Given request
From the line with "of the dirt" to the final line of the records, reproduce every line exactly and only those lines.

+++ Material for this task +++

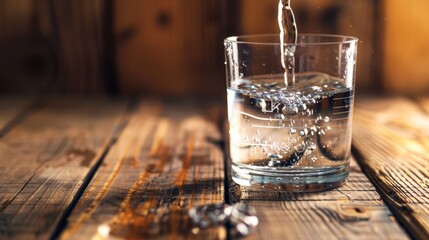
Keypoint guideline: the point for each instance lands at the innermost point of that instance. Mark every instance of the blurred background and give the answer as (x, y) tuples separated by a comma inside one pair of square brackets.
[(174, 48)]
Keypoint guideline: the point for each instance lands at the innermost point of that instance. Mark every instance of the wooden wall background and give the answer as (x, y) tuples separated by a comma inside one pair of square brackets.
[(174, 47)]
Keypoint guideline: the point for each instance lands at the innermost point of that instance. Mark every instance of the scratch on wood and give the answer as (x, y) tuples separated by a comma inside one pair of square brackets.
[(86, 215)]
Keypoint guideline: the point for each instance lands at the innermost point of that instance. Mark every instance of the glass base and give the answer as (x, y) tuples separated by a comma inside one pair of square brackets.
[(291, 180)]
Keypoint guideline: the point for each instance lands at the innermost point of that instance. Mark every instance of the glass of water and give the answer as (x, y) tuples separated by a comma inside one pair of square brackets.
[(290, 132)]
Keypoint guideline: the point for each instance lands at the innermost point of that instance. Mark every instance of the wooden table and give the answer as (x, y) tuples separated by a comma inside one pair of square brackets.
[(68, 167)]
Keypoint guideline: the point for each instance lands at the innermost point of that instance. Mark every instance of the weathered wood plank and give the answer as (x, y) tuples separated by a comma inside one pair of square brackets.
[(353, 211), (166, 160), (390, 139), (12, 108), (45, 160)]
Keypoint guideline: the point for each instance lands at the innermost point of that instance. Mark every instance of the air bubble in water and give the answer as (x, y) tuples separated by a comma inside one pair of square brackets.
[(290, 110), (326, 119), (300, 147), (303, 132), (260, 103)]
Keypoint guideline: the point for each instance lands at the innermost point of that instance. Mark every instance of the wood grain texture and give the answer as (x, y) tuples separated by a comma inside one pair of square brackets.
[(390, 139), (45, 160), (166, 160), (353, 211)]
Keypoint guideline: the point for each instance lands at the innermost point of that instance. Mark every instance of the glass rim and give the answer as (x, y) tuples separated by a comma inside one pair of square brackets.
[(331, 39)]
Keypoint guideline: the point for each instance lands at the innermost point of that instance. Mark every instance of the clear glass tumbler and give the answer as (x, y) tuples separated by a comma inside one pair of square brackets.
[(290, 133)]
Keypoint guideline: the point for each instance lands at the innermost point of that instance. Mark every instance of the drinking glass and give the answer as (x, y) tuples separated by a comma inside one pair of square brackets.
[(291, 131)]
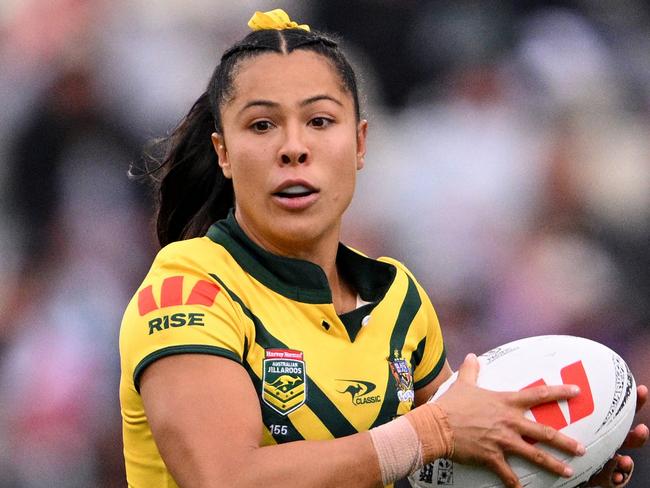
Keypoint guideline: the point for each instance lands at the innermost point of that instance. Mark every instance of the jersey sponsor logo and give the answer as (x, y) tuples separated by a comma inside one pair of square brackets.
[(171, 294), (401, 372), (360, 391), (284, 386), (175, 320)]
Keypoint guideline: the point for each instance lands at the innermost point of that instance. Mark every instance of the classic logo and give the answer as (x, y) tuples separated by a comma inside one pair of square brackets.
[(579, 407), (360, 391), (284, 386), (171, 294), (401, 371)]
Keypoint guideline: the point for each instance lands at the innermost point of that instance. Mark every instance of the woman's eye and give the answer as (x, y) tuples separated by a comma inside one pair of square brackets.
[(320, 122), (261, 126)]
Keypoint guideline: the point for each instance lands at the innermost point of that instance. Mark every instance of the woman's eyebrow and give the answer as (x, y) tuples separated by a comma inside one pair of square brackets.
[(316, 98), (259, 103)]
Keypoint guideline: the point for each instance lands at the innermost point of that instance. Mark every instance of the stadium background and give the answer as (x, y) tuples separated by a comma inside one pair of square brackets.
[(508, 167)]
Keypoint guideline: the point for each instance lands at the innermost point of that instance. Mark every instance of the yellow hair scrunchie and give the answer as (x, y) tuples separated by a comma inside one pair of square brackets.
[(276, 19)]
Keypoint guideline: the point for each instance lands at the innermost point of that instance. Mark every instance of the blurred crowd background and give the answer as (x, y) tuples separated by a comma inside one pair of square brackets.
[(508, 167)]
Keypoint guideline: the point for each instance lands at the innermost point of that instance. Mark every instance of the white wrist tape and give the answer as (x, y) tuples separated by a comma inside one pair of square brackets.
[(406, 443), (398, 449)]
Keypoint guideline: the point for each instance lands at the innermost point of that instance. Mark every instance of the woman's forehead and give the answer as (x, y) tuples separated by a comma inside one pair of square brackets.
[(297, 74)]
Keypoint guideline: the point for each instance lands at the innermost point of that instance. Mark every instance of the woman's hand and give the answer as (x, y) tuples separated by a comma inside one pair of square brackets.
[(618, 470), (489, 425)]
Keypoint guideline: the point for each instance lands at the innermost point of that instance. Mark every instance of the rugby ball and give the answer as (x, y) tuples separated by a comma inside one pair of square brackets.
[(600, 417)]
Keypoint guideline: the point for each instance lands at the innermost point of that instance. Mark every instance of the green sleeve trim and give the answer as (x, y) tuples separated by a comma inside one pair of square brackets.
[(184, 349), (434, 372)]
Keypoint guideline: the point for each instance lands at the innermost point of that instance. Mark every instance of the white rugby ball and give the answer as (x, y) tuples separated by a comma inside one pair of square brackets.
[(600, 417)]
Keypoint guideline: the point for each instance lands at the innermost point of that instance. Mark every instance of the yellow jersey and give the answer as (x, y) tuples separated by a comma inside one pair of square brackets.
[(318, 375)]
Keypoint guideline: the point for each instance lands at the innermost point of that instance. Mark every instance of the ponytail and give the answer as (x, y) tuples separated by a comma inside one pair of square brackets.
[(190, 188), (191, 191)]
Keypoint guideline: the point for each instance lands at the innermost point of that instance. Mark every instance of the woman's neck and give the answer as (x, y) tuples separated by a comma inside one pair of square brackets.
[(321, 252)]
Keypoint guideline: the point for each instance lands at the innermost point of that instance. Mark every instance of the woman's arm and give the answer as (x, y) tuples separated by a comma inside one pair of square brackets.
[(205, 417)]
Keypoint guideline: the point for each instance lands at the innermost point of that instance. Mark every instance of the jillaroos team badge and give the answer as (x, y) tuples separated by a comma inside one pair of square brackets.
[(283, 383), (400, 370)]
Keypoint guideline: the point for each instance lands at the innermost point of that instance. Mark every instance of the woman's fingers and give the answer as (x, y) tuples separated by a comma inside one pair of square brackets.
[(550, 436), (637, 437), (499, 465), (641, 396), (615, 474), (468, 371)]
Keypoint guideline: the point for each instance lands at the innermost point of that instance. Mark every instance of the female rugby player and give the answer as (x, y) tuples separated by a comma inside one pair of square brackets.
[(259, 350)]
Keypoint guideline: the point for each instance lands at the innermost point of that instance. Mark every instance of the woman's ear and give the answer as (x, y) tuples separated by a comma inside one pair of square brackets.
[(222, 154), (362, 133)]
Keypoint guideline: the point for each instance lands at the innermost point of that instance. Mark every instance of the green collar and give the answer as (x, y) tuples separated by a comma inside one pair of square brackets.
[(297, 279)]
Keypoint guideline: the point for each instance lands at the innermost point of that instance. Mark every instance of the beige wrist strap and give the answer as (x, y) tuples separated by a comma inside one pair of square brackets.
[(408, 442), (432, 427)]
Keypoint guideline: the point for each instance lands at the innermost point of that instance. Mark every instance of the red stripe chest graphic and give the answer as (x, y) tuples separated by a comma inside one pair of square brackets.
[(203, 292)]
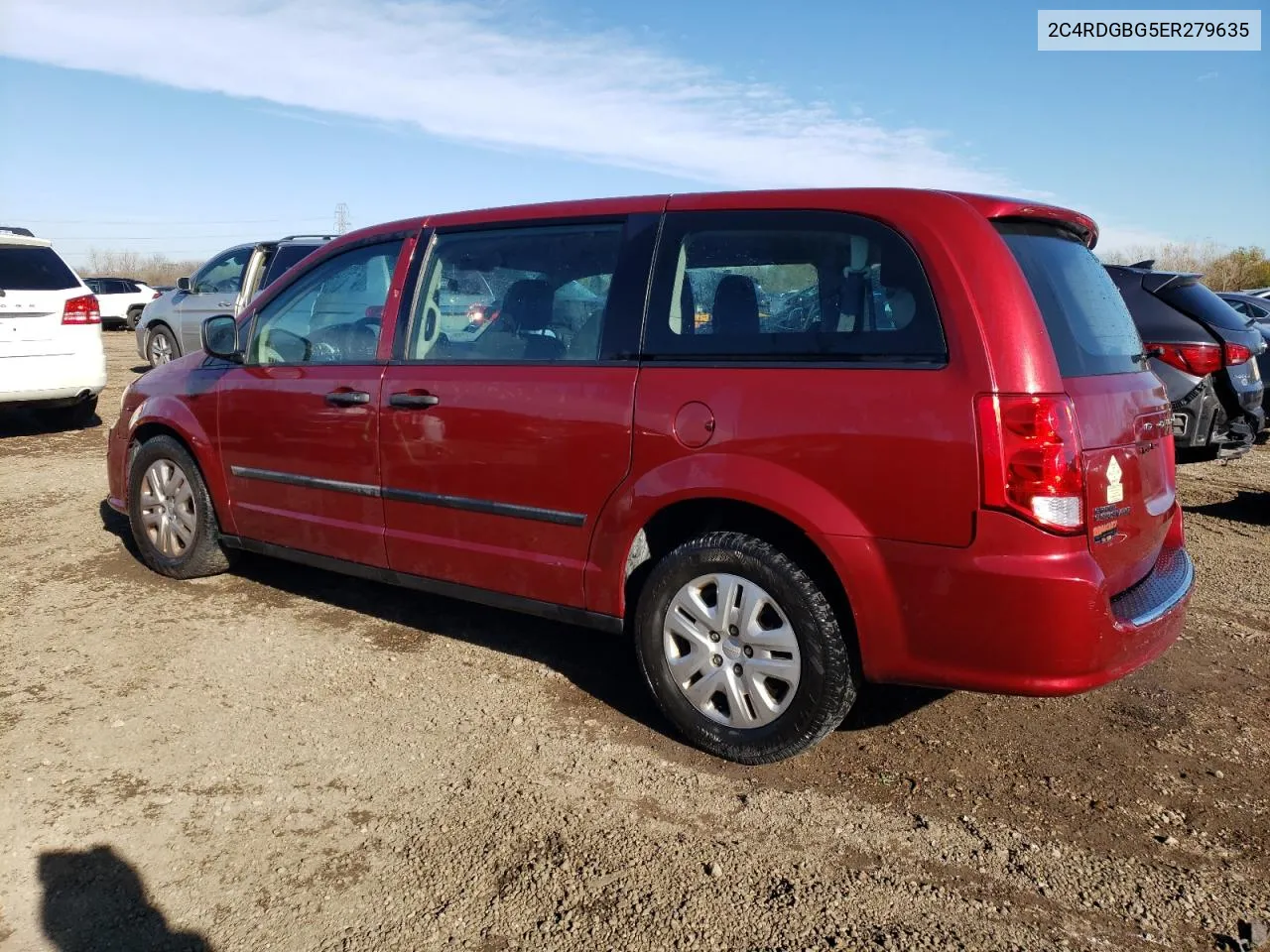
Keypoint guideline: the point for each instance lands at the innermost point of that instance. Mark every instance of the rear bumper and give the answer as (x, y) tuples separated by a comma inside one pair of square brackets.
[(1007, 615), (59, 379), (116, 466)]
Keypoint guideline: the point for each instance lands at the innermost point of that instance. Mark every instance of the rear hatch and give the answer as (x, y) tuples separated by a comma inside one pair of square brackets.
[(1121, 412), (1239, 385), (35, 286)]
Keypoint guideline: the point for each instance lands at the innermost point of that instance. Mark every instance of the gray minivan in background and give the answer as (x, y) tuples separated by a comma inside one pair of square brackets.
[(171, 325)]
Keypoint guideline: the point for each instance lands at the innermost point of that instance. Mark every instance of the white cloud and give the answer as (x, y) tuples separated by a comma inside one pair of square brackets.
[(461, 72)]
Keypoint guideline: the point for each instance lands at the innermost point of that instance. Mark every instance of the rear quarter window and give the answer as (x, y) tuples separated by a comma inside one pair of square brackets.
[(1088, 324), (790, 286), (35, 270), (1196, 299)]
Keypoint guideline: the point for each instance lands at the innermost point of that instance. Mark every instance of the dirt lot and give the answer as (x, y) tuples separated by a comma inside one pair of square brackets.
[(287, 760)]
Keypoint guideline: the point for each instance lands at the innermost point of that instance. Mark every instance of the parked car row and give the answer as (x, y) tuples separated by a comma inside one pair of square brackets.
[(51, 354), (1205, 352), (951, 467), (169, 325), (121, 299)]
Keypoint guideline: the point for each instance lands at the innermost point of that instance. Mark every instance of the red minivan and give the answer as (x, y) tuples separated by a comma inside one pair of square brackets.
[(790, 440)]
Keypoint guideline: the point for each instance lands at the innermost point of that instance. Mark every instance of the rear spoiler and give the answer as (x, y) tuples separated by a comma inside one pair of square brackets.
[(1159, 281)]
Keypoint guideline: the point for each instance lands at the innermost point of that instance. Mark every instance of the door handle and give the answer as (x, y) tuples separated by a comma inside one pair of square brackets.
[(414, 402), (348, 398)]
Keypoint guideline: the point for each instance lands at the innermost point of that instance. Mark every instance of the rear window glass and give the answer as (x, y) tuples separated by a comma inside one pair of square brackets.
[(35, 270), (1196, 299), (282, 261), (1087, 320)]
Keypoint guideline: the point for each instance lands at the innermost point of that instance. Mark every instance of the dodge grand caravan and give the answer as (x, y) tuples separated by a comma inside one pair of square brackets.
[(929, 451)]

+++

Solution for this exercise
Keypoint guideline: the point for each instance lands at the innermost point of that instance. Mark every instance of the dirt lot and give the answer as (x, y) tuples separated by a comma inside one pair of square brackets.
[(287, 760)]
Keypoint guideline: the point for each instance lands at the innermost point of that instance. Mark every instance of the parked car row and give the answer as (x, y) tuples separated by a comma inside one pair of square brackets.
[(51, 354), (1205, 352), (951, 467), (169, 325), (121, 299)]
Keypoint guideline: the point for each instance lands at the innermost point of that instance. Mark every instance of the red minivan and give the answer as (x, y) tuples separated by a comma inside one pair of square brackets.
[(790, 440)]
Keypoint guideline: the point for each instance lands at the innermost point of that instance. Mark every instance of the rear spoiler and give the answer as (x, y) tuples separated by a comma inside one pair of square brackets.
[(1159, 281)]
Keypoint guideline: the point for each instance lands at the innermost point of that instance. Mark every instance of the door handle and give the answer as (x, y) tuples separated by a comma inside one pair of square brackets.
[(414, 402), (348, 398)]
Keypoint guideline: the point for each instance lands at the innermost point of that instance. Mark every instance of the rear window glass and give the answer as (x, y) tuples separated by a comma inside one pair of square brackets.
[(35, 270), (1196, 299), (282, 261), (1087, 320)]
Keypoint guideline: the point for each instance lands at the innermost point of that instance. Mark every instance of the dodge grand caravan and give the answer as (x, y) tuples separated by a comma inside one pair of square brackets.
[(929, 451)]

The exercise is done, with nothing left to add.